Work instruction 1: Reproduce the poll report word for word, everything from "A majority of" down to "for international use).".
Work instruction 2:
Answer these questions from the poll report:
(a) What percentage of respondents approved of the vaccine distribution programme?
(b) How many adults did Opinium poll?
(c) In September 2014, what percentage of people in England and Wales told Opinium they wanted Scotland to stay part of the United Kingdom?

Source passage:
-=-=-=-=-

Overall approval for the government’s handling of the Covid pandemic is now positive for the first time since May last year, in the latest sign that the vaccine rollout has helped transform its fortunes.
The latest Opinium poll for the Observer found that 44% now approve of the government’s Covid handling, with 36% disapproving. Overall, it recorded a nine-point lead for the Conservatives over Labour, the largest Tory lead since last May.
The Conservatives recorded a 45% share of the vote, up four points on a fortnight ago, while Labour recorded 36%, down one. The Lib Dems were unchanged on 6% of the vote. Boris Johnson’s personal approval rating is positive overall, with 41% approving and 38% disapproving (+3). Labour leader Keir Starmer has a very similar rating, with 32% approving and 30% disapproving (+2 overall).
However, Johnson has a substantial lead when voters are asked to choose which makes the best prime minister, with 38% opting for Johnson and 25% for Starmer. More than one in five (22%) opted for “none of these”.
Driving the increased approval for the government’s Covid handling is support for the vaccine distribution programme, with 72% approving of the efforts and only 8% disapproving. Support is high even among Labour (71%) and SNP (57%) voters.
A majority of voters (54%) believe the government’s roadmap out of Covid restrictions is at about the right pace, up slightly from 47% a fortnight ago. The proportion thinking that restrictions are being eased “too quickly” has dropped from 31% to 27%, and “too slowly” is down slightly from 12% to 10%.
The idea of “vaccine passports”, to facilitate the reduction of social distancing and reopen different types of venues within the UK, is backed by 57%. More (68%) back the idea to open up international travel. Conservative voters are most strongly behind the passports (70% for domestic use and 83% for international use).
Before the local elections, which could produce a majority for pro-independence MSPs, 57% of all UK adults thought it was “likely” that Scotland would vote to leave the UK within the next five years, with 26% believing it to be unlikely.
Adam Drummond, an Opinium associate director, said: “The vaccine bounce continues to yield political benefits for the government, with their strongest figures for handling the pandemic since they first became negative last May. In terms of voting intention, the figures bounce around due to statistical noise, but there is a consistent Conservative lead in the high single digits.
“With our recent Scottish polling showing a strong chance of an SNP majority, most people in each country of the UK now think it likely Scotland will vote to become independent in the near future, but there has not been the strong ‘we want you to stay’ result from the rest of the UK.
“In September 2014, just before the referendum, 63% of people in England and Wales told Opinium they wanted Scotland to vote to stay part of the United Kingdom. In April 2021 only 33% said they opposed Scotland becoming independent (albeit in a slightly differently structured question), but this is an indicator of how the subject being high profile for over seven years has impacted views in the rest of the United Kingdom.”
Opinium polled 2,006 adults online between 8 and 9 April.

-=-=-=-=-

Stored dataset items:
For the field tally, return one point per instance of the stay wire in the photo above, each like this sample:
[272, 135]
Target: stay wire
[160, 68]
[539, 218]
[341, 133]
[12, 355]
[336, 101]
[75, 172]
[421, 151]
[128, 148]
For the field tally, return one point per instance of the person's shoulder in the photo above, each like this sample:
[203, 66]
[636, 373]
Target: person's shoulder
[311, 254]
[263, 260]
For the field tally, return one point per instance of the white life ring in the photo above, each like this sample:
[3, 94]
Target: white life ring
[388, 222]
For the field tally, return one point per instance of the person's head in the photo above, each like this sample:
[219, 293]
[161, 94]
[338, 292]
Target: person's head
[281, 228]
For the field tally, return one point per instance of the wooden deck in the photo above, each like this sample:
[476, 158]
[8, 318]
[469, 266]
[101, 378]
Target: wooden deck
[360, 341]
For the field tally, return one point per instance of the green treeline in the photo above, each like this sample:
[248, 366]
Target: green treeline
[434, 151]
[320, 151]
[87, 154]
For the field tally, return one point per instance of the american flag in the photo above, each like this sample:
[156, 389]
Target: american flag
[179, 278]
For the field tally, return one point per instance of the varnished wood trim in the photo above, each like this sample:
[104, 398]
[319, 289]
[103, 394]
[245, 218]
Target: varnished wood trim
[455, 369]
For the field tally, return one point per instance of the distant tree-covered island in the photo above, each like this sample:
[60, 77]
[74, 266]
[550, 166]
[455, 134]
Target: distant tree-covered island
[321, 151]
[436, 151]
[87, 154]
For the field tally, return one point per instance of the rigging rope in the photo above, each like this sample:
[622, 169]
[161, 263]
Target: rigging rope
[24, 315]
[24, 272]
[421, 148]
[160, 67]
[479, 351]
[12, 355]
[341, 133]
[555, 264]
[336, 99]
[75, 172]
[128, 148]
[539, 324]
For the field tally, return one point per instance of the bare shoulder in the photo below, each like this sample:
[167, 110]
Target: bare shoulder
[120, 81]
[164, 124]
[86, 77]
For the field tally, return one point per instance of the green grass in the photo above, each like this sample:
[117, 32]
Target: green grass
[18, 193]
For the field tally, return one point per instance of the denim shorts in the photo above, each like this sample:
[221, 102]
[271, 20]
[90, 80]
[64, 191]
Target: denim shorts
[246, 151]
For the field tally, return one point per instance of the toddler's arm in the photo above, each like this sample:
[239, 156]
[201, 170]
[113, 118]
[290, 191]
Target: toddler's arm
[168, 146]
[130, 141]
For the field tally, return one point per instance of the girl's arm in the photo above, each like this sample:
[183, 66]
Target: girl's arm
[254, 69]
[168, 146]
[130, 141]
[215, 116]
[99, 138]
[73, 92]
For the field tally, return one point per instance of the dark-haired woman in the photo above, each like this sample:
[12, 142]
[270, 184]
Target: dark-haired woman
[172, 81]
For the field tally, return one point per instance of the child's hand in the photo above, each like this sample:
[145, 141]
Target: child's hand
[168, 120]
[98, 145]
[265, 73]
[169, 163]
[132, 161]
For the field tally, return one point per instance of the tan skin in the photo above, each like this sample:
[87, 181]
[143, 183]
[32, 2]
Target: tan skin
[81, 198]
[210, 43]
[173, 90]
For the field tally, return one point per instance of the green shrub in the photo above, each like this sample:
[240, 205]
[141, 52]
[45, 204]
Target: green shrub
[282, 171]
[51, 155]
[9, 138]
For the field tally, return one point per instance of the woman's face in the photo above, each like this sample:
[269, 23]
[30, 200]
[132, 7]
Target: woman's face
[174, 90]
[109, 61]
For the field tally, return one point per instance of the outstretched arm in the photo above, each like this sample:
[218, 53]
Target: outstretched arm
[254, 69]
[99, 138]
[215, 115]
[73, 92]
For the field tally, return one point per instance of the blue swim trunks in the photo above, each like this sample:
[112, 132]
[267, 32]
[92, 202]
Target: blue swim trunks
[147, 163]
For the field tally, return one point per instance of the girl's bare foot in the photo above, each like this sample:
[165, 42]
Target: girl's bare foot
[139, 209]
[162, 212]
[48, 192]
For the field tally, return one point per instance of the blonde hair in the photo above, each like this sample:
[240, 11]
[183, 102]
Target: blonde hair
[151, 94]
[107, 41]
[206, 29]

-=-=-=-=-

Expected output 1:
A majority of voters (54%) believe the government’s roadmap out of Covid restrictions is at about the right pace, up slightly from 47% a fortnight ago. The proportion thinking that restrictions are being eased “too quickly” has dropped from 31% to 27%, and “too slowly” is down slightly from 12% to 10%.
The idea of “vaccine passports”, to facilitate the reduction of social distancing and reopen different types of venues within the UK, is backed by 57%. More (68%) back the idea to open up international travel. Conservative voters are most strongly behind the passports (70% for domestic use and 83% for international use).

Expected output 2:
(a) 72%
(b) 2,006
(c) 63%